- **Document passage**
Saturday, April 21, 2007

“Buying the War”

Record of Iraq War Lies to Air April 25 on PBS

Bill Moyers has put together an amazing 90-minute video documenting the lies that the Bush administration told to sell the Iraq war to the American public, with a special focus on how the media led the charge. Watch PBS from 9:00 to 10:30 PM on Wednesday, April 25. Spending that 90 minutes will actually save you time because you'll never watch television news again - not even on PBS, which comes in for its own share of criticism.

While a great many pundits, not to mention presidents, look remarkably stupid or dishonest in the four-year-old clips included in "Buying the War," it's hard to take any spiteful pleasure in holding them to account, and not just because the killing and dying they facilitated is ongoing, but also because of what this video reveals about the mindset of members of the DC media.

It's great to see an American media outlet tell this story so well, but it leads one to ask: When will Congress tell it? While the Democrats were in the minority, they clamored for hearings and investigations, they pushed Resolutions of Inquiry into the White House Iraq Group and the Downing Street Minutes. Now in the majority, they've gone largely silent. The chief exception is the House Judiciary Committee's effort to question Condoleezza Rice…about the forged Niger documents.

- **Stored data**
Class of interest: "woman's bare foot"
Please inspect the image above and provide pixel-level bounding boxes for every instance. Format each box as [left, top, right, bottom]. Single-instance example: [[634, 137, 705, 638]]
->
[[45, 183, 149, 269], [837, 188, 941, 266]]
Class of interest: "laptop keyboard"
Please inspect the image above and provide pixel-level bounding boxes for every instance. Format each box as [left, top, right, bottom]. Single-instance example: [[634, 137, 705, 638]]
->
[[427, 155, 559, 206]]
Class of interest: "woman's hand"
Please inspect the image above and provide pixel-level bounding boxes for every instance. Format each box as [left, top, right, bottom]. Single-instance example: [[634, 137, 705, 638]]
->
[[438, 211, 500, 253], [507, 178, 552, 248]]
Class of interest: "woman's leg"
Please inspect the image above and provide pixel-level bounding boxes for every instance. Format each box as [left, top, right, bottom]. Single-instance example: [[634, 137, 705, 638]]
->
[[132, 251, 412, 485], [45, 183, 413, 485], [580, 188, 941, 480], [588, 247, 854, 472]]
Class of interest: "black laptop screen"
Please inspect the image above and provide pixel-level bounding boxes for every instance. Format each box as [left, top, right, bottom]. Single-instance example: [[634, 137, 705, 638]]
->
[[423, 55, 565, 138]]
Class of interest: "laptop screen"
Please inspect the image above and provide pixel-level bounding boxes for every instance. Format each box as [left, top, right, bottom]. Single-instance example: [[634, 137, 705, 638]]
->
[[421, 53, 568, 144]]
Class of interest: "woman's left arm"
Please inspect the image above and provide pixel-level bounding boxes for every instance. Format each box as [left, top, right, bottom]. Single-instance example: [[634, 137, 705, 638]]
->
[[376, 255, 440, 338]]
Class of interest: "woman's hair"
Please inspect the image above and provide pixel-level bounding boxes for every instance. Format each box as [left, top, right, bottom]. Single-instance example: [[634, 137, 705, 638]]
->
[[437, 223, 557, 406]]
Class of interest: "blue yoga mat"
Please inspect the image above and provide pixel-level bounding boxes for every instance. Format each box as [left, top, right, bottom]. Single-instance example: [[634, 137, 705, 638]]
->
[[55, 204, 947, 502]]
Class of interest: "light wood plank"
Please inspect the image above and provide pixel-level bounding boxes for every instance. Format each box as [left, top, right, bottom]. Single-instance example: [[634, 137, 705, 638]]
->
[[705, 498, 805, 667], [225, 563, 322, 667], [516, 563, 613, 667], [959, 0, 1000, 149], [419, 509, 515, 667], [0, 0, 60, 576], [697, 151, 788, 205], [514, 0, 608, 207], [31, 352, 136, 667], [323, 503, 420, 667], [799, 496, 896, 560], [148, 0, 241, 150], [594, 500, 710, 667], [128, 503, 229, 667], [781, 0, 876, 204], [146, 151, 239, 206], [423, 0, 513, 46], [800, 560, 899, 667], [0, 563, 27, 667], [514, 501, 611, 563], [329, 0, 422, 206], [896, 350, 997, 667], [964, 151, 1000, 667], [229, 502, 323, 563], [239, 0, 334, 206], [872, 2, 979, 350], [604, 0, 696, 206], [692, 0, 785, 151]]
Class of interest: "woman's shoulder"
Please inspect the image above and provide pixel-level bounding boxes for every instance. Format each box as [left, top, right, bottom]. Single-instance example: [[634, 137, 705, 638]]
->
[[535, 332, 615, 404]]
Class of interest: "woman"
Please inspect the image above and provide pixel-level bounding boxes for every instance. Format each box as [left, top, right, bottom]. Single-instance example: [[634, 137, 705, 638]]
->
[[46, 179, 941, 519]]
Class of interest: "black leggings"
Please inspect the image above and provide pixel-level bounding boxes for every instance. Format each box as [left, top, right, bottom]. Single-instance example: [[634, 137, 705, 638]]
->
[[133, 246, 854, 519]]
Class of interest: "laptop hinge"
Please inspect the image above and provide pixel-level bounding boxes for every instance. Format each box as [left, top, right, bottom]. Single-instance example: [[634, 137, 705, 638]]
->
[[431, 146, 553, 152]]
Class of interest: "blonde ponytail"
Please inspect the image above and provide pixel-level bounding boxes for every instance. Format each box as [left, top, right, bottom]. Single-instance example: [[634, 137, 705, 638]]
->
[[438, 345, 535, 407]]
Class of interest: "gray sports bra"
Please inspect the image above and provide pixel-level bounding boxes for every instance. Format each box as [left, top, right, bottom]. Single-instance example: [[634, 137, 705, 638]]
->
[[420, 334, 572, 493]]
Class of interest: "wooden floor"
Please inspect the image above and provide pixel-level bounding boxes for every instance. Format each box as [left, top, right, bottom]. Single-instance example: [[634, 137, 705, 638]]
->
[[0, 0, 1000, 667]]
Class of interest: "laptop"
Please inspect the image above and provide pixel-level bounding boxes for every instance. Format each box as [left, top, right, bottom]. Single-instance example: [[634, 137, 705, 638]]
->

- **Tasks to carry out**
1. Reproduce the section of the Buying the War post, everything from "Record of Iraq" down to "the DC media.".
2. According to the post about Buying the War, when and on which network does the documentary air?

- **Solutions for each task**
1.
Record of Iraq War Lies to Air April 25 on PBS

Bill Moyers has put together an amazing 90-minute video documenting the lies that the Bush administration told to sell the Iraq war to the American public, with a special focus on how the media led the charge. Watch PBS from 9:00 to 10:30 PM on Wednesday, April 25. Spending that 90 minutes will actually save you time because you'll never watch television news again - not even on PBS, which comes in for its own share of criticism.

While a great many pundits, not to mention presidents, look remarkably stupid or dishonest in the four-year-old clips included in "Buying the War," it's hard to take any spiteful pleasure in holding them to account, and not just because the killing and dying they facilitated is ongoing, but also because of what this video reveals about the mindset of members of the DC media.

2. It airs on PBS from 9:00 to 10:30 PM on Wednesday, April 25.